WHAT YOU ARE ASKED TO DO »
From the entries below, return exactly the lines beginning at the one that contains "Find the fallen tree limb." and ending at the one that contains "Find the creek bed.", both of them included, and only those lines.

AVAILABLE RECORDS »
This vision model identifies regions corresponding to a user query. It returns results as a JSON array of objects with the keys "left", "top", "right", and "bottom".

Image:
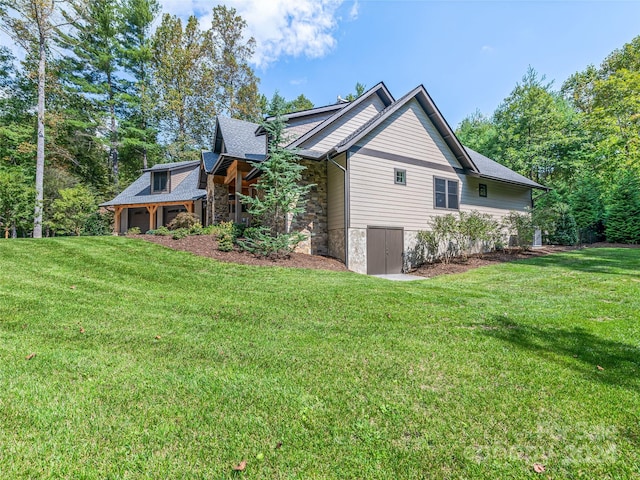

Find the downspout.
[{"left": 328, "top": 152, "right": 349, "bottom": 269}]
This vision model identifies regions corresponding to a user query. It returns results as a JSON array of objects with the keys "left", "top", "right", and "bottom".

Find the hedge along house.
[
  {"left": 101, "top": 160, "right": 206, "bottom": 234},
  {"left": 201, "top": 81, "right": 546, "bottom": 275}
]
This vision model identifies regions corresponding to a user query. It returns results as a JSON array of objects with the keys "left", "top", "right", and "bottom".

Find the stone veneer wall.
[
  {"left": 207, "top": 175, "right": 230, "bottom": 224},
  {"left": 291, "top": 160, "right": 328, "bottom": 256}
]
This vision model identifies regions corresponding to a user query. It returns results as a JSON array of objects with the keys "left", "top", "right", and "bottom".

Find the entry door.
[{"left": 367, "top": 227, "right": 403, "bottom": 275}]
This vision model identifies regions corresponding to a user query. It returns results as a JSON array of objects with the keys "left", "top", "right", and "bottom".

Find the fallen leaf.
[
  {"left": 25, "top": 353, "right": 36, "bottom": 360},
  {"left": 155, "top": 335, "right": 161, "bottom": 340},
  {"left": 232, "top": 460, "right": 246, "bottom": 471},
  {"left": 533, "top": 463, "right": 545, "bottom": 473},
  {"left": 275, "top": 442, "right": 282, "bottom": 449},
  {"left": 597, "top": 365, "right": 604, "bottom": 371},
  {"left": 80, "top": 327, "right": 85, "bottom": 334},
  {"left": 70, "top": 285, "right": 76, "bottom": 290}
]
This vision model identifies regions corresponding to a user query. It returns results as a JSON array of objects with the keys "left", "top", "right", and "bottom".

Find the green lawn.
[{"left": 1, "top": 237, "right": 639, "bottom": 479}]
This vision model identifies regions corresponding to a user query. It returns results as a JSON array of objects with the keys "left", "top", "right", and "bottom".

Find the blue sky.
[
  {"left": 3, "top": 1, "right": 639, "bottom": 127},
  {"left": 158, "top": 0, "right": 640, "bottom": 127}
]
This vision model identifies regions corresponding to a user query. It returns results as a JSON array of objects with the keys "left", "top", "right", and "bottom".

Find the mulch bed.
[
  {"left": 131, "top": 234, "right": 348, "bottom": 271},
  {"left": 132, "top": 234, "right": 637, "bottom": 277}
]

--

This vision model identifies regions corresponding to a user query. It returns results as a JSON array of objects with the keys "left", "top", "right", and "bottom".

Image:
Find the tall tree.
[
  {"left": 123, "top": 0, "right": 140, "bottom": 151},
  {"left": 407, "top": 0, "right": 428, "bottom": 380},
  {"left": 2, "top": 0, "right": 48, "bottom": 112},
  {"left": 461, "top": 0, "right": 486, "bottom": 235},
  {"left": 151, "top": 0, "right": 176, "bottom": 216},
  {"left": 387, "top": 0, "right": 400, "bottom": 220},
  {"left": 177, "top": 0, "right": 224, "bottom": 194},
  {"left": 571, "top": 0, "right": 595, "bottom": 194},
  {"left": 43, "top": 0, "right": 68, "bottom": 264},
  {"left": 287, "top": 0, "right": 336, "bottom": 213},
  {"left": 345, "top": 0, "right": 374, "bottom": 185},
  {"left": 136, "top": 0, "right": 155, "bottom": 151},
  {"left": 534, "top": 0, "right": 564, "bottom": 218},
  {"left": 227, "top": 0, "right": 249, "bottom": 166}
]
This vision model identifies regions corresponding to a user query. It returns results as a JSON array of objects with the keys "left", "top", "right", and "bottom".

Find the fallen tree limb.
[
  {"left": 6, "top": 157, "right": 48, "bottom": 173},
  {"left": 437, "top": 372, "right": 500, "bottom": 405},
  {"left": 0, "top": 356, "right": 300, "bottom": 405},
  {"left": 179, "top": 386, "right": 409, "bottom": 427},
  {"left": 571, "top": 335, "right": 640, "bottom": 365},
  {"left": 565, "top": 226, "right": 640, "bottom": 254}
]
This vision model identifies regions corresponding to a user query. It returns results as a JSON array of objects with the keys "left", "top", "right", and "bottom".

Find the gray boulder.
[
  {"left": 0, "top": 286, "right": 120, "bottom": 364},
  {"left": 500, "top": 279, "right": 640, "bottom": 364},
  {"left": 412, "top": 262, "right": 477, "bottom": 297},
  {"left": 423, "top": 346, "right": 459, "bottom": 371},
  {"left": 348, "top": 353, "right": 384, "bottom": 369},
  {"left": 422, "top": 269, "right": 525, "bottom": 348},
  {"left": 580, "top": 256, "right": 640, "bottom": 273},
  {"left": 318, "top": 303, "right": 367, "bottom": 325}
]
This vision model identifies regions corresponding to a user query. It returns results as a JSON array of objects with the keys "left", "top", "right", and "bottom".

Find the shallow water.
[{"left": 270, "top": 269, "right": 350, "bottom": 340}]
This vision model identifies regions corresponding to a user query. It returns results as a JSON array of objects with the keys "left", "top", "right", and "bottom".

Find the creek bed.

...

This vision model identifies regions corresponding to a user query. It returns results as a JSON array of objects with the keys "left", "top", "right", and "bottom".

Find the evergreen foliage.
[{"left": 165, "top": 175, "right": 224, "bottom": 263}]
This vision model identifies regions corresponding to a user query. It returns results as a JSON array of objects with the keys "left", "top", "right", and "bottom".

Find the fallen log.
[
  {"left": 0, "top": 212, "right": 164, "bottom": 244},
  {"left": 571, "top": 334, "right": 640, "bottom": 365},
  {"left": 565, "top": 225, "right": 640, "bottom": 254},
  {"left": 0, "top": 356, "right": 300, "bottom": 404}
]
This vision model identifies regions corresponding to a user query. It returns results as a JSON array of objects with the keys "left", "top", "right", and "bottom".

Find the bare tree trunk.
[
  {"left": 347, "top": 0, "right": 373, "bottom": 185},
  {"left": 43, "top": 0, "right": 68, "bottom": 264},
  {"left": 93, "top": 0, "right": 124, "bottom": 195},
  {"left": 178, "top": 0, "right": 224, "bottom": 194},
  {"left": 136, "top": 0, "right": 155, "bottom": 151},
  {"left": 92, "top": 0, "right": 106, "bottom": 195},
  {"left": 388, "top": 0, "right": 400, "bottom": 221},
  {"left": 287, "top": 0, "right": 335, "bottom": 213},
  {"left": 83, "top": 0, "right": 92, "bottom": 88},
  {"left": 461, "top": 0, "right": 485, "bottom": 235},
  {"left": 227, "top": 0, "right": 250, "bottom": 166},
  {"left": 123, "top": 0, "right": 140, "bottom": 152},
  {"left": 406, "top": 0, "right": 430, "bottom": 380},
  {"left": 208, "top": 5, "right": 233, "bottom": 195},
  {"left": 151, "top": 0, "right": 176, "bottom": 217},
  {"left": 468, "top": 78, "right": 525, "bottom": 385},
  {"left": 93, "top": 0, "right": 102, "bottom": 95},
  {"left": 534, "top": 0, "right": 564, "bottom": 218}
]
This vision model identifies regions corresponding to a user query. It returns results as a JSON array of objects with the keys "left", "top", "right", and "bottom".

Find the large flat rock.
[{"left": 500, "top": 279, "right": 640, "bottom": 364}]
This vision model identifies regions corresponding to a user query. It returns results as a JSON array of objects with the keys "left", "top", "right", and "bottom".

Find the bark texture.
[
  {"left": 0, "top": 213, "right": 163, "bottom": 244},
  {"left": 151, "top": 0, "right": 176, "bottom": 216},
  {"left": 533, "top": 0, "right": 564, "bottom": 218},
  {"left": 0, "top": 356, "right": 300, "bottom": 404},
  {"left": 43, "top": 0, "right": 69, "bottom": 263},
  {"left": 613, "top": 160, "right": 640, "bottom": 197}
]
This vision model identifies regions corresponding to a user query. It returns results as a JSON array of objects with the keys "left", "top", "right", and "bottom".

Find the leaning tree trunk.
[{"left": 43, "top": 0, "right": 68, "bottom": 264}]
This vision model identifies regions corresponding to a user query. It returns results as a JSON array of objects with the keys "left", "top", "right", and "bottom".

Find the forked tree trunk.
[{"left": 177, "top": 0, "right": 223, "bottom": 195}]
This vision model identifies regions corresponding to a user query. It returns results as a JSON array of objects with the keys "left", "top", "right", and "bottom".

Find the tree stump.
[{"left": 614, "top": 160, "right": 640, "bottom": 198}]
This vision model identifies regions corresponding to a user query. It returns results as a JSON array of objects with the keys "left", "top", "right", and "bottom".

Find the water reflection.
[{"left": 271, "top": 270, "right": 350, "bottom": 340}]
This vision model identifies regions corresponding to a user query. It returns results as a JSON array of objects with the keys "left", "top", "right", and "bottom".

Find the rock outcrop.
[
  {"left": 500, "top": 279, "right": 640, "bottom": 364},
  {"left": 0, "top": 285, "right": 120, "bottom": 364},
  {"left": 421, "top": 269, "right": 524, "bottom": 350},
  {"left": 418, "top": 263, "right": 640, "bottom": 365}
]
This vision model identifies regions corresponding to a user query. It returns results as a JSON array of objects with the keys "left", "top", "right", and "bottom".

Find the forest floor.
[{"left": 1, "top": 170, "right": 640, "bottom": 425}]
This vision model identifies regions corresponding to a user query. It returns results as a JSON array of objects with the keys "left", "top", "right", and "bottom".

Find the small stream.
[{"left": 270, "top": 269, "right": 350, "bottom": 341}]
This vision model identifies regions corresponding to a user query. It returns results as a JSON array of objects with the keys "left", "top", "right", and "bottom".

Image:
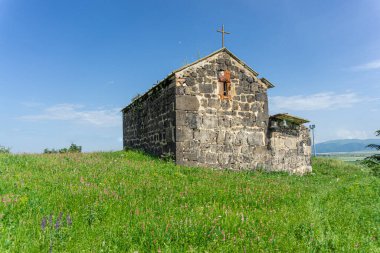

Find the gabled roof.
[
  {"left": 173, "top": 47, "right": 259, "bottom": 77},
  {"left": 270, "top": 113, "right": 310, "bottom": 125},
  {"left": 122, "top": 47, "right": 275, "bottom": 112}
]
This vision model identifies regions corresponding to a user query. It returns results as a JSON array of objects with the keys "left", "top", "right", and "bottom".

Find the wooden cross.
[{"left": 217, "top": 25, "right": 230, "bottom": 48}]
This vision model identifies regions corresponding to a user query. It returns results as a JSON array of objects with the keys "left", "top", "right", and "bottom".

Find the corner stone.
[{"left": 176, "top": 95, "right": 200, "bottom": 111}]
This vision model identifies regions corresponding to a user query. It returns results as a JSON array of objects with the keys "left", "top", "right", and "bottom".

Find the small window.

COMPLETED TASK »
Find the fallen tree limb.
[
  {"left": 6, "top": 157, "right": 48, "bottom": 173},
  {"left": 437, "top": 372, "right": 500, "bottom": 405},
  {"left": 0, "top": 356, "right": 300, "bottom": 405},
  {"left": 179, "top": 386, "right": 409, "bottom": 427},
  {"left": 571, "top": 335, "right": 640, "bottom": 365},
  {"left": 565, "top": 226, "right": 640, "bottom": 254}
]
This vision model identifies regions corresponding to a user query. It returns results as a JSON array of objects with the keys "left", "top", "right", and "bottom".

Find the gray boulder.
[
  {"left": 0, "top": 286, "right": 120, "bottom": 364},
  {"left": 500, "top": 279, "right": 640, "bottom": 364},
  {"left": 412, "top": 262, "right": 477, "bottom": 297},
  {"left": 423, "top": 346, "right": 459, "bottom": 371},
  {"left": 348, "top": 353, "right": 384, "bottom": 369},
  {"left": 422, "top": 269, "right": 525, "bottom": 348},
  {"left": 580, "top": 256, "right": 640, "bottom": 273},
  {"left": 318, "top": 303, "right": 367, "bottom": 325}
]
This vision model identifies regions corresponding to a user query. It returns results as a JSON array of objects with the keys "left", "top", "right", and "bottom".

Find the shallow water.
[{"left": 270, "top": 269, "right": 350, "bottom": 340}]
This vision model identifies regions corresponding to a user query. It returns results as a JSON array of objects with the keys "left", "top", "right", and "bottom".

Find the creek bed.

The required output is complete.